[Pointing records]
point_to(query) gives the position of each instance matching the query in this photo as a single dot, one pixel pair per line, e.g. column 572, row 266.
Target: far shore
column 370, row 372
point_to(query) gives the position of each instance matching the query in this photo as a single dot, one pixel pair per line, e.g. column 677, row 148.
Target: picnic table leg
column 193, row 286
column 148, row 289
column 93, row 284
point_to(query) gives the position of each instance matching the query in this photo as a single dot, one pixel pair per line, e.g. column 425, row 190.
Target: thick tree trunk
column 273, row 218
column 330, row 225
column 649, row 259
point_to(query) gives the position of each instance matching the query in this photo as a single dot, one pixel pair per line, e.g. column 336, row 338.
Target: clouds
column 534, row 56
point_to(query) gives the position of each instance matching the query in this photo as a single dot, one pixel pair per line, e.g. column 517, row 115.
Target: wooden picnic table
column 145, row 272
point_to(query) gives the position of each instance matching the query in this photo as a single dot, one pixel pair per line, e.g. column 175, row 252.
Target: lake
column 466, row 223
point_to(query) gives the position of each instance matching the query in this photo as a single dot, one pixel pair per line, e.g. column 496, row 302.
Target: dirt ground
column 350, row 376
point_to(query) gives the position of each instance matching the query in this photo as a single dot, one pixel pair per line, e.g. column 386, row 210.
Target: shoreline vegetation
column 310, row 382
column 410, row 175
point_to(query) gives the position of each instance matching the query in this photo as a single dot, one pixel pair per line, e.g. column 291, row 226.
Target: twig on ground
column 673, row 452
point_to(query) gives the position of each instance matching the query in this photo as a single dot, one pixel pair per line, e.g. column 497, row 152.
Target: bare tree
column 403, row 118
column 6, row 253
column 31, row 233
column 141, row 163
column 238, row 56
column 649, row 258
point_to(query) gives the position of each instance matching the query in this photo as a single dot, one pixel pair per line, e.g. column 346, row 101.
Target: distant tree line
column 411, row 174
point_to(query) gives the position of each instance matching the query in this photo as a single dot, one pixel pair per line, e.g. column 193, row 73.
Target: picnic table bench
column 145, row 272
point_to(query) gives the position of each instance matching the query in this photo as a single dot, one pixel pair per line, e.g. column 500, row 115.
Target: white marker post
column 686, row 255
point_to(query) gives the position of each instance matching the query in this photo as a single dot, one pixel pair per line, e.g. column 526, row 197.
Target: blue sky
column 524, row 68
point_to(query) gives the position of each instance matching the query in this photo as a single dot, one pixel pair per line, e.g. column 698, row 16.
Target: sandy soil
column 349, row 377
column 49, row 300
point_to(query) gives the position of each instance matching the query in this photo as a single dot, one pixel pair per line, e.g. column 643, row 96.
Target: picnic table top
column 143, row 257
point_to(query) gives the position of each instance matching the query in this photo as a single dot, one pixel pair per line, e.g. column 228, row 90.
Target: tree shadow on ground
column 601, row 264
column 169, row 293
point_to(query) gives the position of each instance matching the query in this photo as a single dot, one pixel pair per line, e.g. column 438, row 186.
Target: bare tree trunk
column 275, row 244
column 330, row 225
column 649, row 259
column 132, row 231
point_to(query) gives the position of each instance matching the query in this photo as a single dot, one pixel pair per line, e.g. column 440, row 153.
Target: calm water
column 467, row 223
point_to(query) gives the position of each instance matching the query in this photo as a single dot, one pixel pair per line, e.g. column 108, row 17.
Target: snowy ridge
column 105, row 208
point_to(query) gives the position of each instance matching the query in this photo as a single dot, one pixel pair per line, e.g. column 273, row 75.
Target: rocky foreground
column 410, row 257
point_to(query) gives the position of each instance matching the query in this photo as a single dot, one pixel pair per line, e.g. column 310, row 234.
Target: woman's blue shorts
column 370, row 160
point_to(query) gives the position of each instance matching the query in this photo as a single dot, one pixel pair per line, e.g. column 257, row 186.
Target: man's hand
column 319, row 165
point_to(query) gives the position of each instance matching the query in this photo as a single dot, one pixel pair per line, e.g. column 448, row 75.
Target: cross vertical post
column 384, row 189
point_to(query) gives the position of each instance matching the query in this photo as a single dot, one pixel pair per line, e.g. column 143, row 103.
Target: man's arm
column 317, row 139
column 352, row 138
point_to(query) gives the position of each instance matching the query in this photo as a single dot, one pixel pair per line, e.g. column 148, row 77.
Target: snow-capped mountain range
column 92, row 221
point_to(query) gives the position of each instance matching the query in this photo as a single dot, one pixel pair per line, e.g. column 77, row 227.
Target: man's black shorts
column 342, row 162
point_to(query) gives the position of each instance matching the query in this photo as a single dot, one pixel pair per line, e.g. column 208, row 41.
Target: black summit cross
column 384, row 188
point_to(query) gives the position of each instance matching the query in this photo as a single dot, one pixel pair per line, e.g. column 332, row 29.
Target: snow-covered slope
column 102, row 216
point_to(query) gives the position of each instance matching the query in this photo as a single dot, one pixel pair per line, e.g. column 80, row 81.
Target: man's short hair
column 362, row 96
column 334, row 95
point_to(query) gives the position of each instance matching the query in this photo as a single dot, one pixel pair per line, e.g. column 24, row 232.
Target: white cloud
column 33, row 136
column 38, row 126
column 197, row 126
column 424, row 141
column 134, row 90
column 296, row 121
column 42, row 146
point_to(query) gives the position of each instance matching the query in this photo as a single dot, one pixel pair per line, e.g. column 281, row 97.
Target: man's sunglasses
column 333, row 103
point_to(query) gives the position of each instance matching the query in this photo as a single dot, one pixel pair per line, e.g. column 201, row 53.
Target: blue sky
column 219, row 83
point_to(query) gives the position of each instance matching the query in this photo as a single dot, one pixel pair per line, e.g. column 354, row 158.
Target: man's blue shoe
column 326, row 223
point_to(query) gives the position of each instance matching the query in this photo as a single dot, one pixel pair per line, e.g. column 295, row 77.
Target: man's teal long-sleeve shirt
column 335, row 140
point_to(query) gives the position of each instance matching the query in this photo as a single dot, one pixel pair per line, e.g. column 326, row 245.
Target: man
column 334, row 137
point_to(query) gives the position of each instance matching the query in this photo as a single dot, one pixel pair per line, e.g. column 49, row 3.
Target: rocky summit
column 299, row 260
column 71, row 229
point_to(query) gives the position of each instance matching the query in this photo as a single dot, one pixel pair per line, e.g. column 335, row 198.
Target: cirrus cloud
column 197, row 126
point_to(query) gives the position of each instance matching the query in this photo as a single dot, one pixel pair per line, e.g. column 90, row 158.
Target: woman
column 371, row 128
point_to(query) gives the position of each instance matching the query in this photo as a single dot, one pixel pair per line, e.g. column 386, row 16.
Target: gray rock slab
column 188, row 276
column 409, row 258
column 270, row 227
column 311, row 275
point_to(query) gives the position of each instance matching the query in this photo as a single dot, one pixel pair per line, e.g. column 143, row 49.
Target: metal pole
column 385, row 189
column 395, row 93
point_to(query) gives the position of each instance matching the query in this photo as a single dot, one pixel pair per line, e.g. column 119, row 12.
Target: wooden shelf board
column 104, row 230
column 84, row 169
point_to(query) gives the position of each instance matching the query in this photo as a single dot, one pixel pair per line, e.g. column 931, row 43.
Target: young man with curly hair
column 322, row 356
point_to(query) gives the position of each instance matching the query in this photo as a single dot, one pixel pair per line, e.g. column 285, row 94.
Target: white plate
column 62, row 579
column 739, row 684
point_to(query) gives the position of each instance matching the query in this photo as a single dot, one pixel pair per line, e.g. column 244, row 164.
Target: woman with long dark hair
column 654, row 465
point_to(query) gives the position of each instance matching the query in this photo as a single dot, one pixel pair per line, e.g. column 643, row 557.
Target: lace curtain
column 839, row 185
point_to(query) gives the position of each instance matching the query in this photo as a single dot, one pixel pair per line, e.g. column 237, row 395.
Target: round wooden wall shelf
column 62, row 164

[INSTRUCTIONS TO FOLLOW] Copy out every line of the listing above verbatim, from start to finish.

[COMPLETE ANSWER]
point_to(query) gives the position of each instance matching the query in this photo as a single dot, one pixel pair per line, e.g. column 572, row 266.
Target: far shore
column 370, row 372
point_to(query) gives the position of each instance matching the query in this photo as a single dot, one pixel pair per line, e.g. column 677, row 148.
Target: picnic table leg
column 193, row 286
column 148, row 289
column 93, row 284
point_to(query) gives the position of each instance matching the query in this photo as a single dot, one pixel pair per line, e.g. column 425, row 190.
Target: thick tree trunk
column 273, row 218
column 330, row 225
column 649, row 259
point_to(query) gives the position of each instance matching the query in this photo as a single dot, one pixel pair per line, e.g. column 336, row 338.
Target: clouds
column 534, row 56
point_to(query) gives the position of each instance matching the query in this photo as a single dot, one pixel pair per line, e.g. column 517, row 115.
Target: wooden picnic table
column 145, row 272
point_to(query) gives the position of each instance matching the query in this photo as a single dot, one pixel pair per line, e.g. column 175, row 252.
Target: lake
column 466, row 223
point_to(query) gives the position of each instance matching the query in this photo as a single dot, one pixel pair per line, e.g. column 496, row 302.
Target: dirt ground
column 350, row 376
point_to(query) gives the position of each instance matching the query in this photo as a single dot, one pixel pair per line, e.g. column 386, row 210.
Target: shoreline vegetation
column 310, row 382
column 410, row 175
point_to(query) gives the position of each instance matching the query in this photo as a single dot, one pixel pair per line, e.g. column 291, row 226.
Target: twig on ground
column 673, row 452
point_to(query) gives the position of each instance matching the query in this photo as a single dot, one pixel pair per line, e.g. column 497, row 152.
Target: bare tree
column 403, row 118
column 6, row 253
column 31, row 233
column 141, row 163
column 238, row 56
column 649, row 258
point_to(query) gives the position of each instance matching the query in this photo as a single dot, one pixel pair per line, e.g. column 346, row 101.
Target: distant tree line
column 411, row 174
point_to(query) gives the position of each instance matching the query in this photo as a single dot, one pixel pair per line, e.g. column 193, row 73.
Target: picnic table bench
column 145, row 272
point_to(query) gives the position of each instance matching the query in this photo as a single dot, one pixel pair per line, e.g. column 500, row 115.
Target: white marker post
column 686, row 255
point_to(query) gives the position of each instance matching the query in this photo as a single dot, one pixel pair per line, e.g. column 526, row 197.
Target: blue sky
column 524, row 68
point_to(query) gives the position of each instance matching the query in this photo as a single dot, one pixel pair per line, e.g. column 698, row 16.
Target: sandy soil
column 349, row 377
column 49, row 300
point_to(query) gives the position of each instance matching the query in this photo as a single dot, one pixel pair per line, e.g. column 643, row 96.
Target: picnic table top
column 143, row 257
point_to(query) gives the position of each instance matching the query in this photo as a single dot, one pixel pair per line, e.g. column 228, row 90.
Target: tree shadow on ground
column 601, row 264
column 169, row 293
point_to(query) gives the position of each instance matching the query in this photo as a single dot, one pixel pair per line, e.g. column 438, row 186.
Target: bare tree trunk
column 275, row 244
column 330, row 225
column 649, row 259
column 132, row 231
point_to(query) gives the position of each instance matching the query in this photo as a single dot, one pixel pair per line, e.g. column 440, row 153.
Target: calm water
column 467, row 223
point_to(query) gives the position of each instance matching the query in this photo as a single dot, one pixel pair per line, e.g. column 108, row 17.
Target: snowy ridge
column 105, row 208
point_to(query) gives the position of each instance matching the query in this photo as a single dot, one pixel pair per line, e.g. column 273, row 75.
Target: rocky foreground
column 410, row 257
point_to(query) gives the position of each instance matching the query in this photo as a single dot, one pixel pair per line, e.g. column 310, row 234.
Target: woman's blue shorts
column 370, row 160
point_to(query) gives the position of each instance matching the query in this photo as a single dot, one pixel pair per line, e.g. column 257, row 186.
Target: man's hand
column 319, row 165
point_to(query) gives the position of each instance matching the query in this photo as a single dot, one pixel pair per line, e.g. column 448, row 75.
Target: cross vertical post
column 384, row 189
point_to(query) gives the position of each instance matching the query in this photo as a single dot, one pixel pair per line, e.g. column 143, row 103.
Target: man's arm
column 317, row 139
column 352, row 138
point_to(query) gives the position of each instance matching the query in this photo as a single dot, one pixel pair per line, e.g. column 148, row 77.
Target: snow-capped mountain range
column 92, row 221
point_to(query) gives the position of each instance matching the query in this photo as a single dot, one pixel pair per line, e.g. column 77, row 227.
Target: man's black shorts
column 342, row 162
point_to(query) gives the position of each instance matching the query in this photo as a single dot, one pixel pair per line, e.g. column 208, row 41.
Target: black summit cross
column 384, row 188
point_to(query) gives the position of each instance matching the query in this photo as a single dot, one pixel pair per line, e.g. column 332, row 29.
Target: snow-covered slope
column 102, row 216
point_to(query) gives the position of each instance matching the query in this photo as a single dot, one pixel pair per line, e.g. column 80, row 81.
Target: man's short hair
column 362, row 96
column 334, row 95
point_to(query) gives the position of each instance matching the query in this photo as a single dot, one pixel pair per line, e.g. column 24, row 232.
Target: white cloud
column 33, row 136
column 38, row 126
column 197, row 126
column 424, row 141
column 134, row 90
column 296, row 121
column 42, row 146
point_to(query) gives the position of each instance matching the query in this photo as a single dot, one pixel pair per line, e.g. column 281, row 97.
Target: man's sunglasses
column 333, row 103
point_to(query) gives the position of each instance matching the query in this photo as a single dot, one pixel pair per line, e.g. column 201, row 53.
Target: blue sky
column 219, row 83
point_to(query) gives the position of each instance matching the query in this photo as a single dot, one pixel pair per line, e.g. column 354, row 158.
Target: man's blue shoe
column 326, row 223
point_to(query) gives the position of each instance matching the query in this photo as a single dot, one pixel pair per line, e.g. column 295, row 77.
Target: man's teal long-sleeve shirt
column 335, row 140
point_to(query) gives the position of each instance matching the query in this photo as a single dot, one pixel pair per line, e.g. column 326, row 245.
Target: man
column 334, row 137
point_to(query) gives the position of each instance matching the query in this photo as a single dot, one pixel pair per line, e.g. column 49, row 3.
Target: rocky summit
column 299, row 260
column 71, row 229
point_to(query) gives the position of each instance matching the query in this photo as a single dot, one pixel pair per line, e.g. column 335, row 198.
Target: cirrus cloud
column 197, row 126
point_to(query) gives the position of each instance matching the query in this photo as a single dot, one pixel pair per line, e.g. column 90, row 158.
Target: woman
column 371, row 128
point_to(query) gives the position of each instance matching the query in this photo as a single dot, one pixel pair per line, e.g. column 386, row 16.
Target: gray rock slab
column 188, row 276
column 409, row 258
column 270, row 227
column 311, row 275
point_to(query) gives the position of each instance matching the query in this photo as a single dot, one pixel pair per line, e.g. column 143, row 49.
Target: metal pole
column 385, row 189
column 395, row 93
point_to(query) gives the position of each instance matching the query in this photo as a single dot, one pixel pair per line, e.g. column 119, row 12.
Target: wooden shelf board
column 104, row 230
column 84, row 169
point_to(query) gives the position of each instance matching the query in this photo as a single dot, one pixel pair per line, e.g. column 931, row 43.
Target: young man with curly hair
column 322, row 356
point_to(query) gives the position of each instance matching the query in this photo as a single dot, one pixel pair per line, e.g. column 285, row 94.
Target: white plate
column 62, row 579
column 739, row 684
point_to(query) gives the position of each instance matching the query in this photo as a single dot, one pixel pair per line, e.g. column 244, row 164.
Target: woman with long dark hair
column 654, row 465
point_to(query) gives the position of each instance matching the query in this photo as a single dot, one pixel pair per line, e.g. column 643, row 557.
Target: lace curtain
column 839, row 185
point_to(query) gives the position of each instance matching the query in this photo as a single dot, one pixel pair per line, e.g. column 237, row 395.
Target: round wooden wall shelf
column 62, row 164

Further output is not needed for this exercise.